Exercise goal:
In the excerpt on hosting visitors, what does the Parent variant of the Visit enum tell the visitor to do?
** START Source extract **
Argh, we’re still missing something!
Hosting visitors
We need a visit
function, like:
fn visit<V>(ast: &mut TranslationUnit, visitor: &mut V) where V: Visitor
So let’s write it!
fn visit<V>(ast: &mut TranslationUnit, visitor: &mut V) where V: Visitor {
for external_decl in ast {
// ah.
}
}
We cannot call visit
again on ExternalDeclaration
. Seems like we need another trait! :D
trait Host {
fn visit<V>(&mut Self, visitor: &mut V) where V: Visitor;
}
Here, a type that implements Host
means that it can call a Visitor
on itself, and might pass it
down to children AST if any. Since we’re going to implement Host
for all our AST types, we will be
able to do something like this:
impl Host for TranslationUnit {
fn visit<V>(&mut Self, visitor: &mut V) where V: Visitor {
visitor.visit_translation_unit(self); // first, we have the visitor visit the AST node
// then, for all children, we pass down the visitor!
for external_decl in self {
external_decl.visit(visitor);
}
}
}
And here we go. We are able to pass down the visitor, that will be called for each node. If you have
provided an implementation for a given visit_*
, it will get invoked, otherwise, the default
implementation will fire – and it does nothing.
A simple optimization can be done, here. Since you might know that you’re done at a given level
regarding your visitor, we could add a way to make a Host
stop visiting and go any deeper. For
this, we introduce a simple enum:
enum Visit {
Children, // keep visiting children
Parent // stop visiting, go back to parent
}
And we change all the Visitor
methods to return a Visit
. That will give us the information we
need when implementing Host::visit
now:
impl Host for TranslationUnit {
fn visit<V>(&mut Self, visitor: &mut V) where V: Visitor {
let visit = visitor.visit_translation_unit(self); // first, we have the visitor visit the AST node
if visit == Visit::Children {
// then, for all children, we pass down the visitor!
** END Source extract **
** START Record set **
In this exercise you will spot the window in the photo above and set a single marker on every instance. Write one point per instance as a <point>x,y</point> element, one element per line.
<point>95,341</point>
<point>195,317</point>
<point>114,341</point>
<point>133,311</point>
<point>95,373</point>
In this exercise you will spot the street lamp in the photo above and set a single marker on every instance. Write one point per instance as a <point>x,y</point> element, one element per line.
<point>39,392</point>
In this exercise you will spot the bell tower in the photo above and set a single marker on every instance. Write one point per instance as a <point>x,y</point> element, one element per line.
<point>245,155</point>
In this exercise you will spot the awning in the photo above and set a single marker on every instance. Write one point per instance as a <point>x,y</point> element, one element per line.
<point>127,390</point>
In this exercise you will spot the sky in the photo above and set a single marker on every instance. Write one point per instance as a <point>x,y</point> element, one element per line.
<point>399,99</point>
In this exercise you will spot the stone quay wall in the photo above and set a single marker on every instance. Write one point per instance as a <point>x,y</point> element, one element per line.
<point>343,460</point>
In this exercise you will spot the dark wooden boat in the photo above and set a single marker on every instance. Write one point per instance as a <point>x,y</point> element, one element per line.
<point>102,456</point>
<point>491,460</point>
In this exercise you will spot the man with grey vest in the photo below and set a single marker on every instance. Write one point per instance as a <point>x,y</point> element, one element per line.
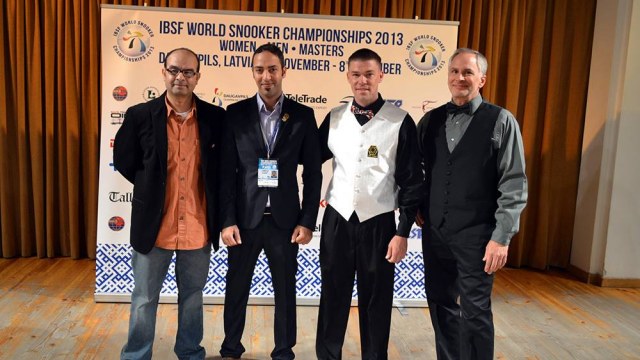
<point>476,188</point>
<point>376,169</point>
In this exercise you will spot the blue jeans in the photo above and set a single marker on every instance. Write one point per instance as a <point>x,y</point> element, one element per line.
<point>149,271</point>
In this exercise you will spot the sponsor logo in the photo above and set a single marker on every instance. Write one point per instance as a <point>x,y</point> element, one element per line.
<point>116,196</point>
<point>425,55</point>
<point>133,40</point>
<point>150,93</point>
<point>306,98</point>
<point>116,223</point>
<point>120,93</point>
<point>346,99</point>
<point>396,102</point>
<point>372,152</point>
<point>416,233</point>
<point>428,105</point>
<point>220,97</point>
<point>217,97</point>
<point>117,117</point>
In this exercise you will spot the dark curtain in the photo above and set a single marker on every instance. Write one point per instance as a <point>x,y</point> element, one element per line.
<point>539,54</point>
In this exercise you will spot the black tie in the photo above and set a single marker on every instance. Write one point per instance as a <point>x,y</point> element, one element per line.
<point>455,109</point>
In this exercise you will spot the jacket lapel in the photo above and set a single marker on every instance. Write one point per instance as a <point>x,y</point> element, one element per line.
<point>255,127</point>
<point>159,121</point>
<point>284,121</point>
<point>203,132</point>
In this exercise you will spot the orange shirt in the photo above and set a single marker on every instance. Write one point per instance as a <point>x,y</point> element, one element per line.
<point>184,224</point>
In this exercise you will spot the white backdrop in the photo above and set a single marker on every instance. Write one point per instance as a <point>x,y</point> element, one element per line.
<point>134,43</point>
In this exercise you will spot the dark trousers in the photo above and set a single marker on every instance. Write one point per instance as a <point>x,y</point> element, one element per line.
<point>459,291</point>
<point>347,248</point>
<point>283,264</point>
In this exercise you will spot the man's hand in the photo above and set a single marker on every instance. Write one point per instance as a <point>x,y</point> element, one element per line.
<point>301,235</point>
<point>495,256</point>
<point>397,249</point>
<point>419,219</point>
<point>231,236</point>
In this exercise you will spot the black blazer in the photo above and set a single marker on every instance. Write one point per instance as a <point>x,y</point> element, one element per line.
<point>140,155</point>
<point>242,202</point>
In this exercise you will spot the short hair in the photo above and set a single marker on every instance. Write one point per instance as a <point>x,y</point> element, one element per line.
<point>365,54</point>
<point>481,60</point>
<point>182,49</point>
<point>272,48</point>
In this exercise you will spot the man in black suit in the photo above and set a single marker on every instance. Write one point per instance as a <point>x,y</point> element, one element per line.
<point>168,149</point>
<point>476,188</point>
<point>265,138</point>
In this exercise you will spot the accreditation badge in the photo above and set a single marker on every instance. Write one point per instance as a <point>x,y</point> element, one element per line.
<point>267,173</point>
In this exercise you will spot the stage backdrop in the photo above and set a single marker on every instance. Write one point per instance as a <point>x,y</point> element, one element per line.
<point>134,43</point>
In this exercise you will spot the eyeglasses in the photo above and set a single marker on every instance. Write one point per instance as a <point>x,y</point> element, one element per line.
<point>187,73</point>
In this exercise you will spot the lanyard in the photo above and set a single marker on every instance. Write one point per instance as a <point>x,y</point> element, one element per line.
<point>272,140</point>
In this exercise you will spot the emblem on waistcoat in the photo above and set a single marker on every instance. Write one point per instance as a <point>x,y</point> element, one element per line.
<point>373,151</point>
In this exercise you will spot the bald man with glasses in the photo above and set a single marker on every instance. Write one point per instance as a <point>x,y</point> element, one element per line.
<point>168,149</point>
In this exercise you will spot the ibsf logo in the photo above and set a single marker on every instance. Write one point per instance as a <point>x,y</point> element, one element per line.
<point>116,223</point>
<point>120,93</point>
<point>425,55</point>
<point>133,40</point>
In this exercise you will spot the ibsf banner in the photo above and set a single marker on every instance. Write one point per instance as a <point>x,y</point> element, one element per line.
<point>135,41</point>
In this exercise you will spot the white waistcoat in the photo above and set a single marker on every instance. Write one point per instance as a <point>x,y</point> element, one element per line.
<point>364,162</point>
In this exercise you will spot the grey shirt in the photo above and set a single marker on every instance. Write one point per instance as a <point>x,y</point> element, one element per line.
<point>512,183</point>
<point>268,121</point>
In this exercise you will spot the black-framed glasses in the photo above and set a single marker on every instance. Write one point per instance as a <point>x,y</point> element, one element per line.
<point>187,73</point>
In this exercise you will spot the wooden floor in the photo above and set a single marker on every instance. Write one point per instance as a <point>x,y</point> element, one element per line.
<point>47,312</point>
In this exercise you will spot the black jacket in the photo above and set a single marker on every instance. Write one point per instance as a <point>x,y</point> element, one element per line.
<point>140,155</point>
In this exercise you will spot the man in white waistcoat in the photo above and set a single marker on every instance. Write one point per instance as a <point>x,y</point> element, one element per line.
<point>376,170</point>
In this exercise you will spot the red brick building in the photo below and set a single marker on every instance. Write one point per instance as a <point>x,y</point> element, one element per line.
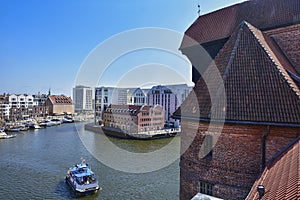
** END Record set **
Expected answer:
It tells the visitor to stop visiting and go back to the parent.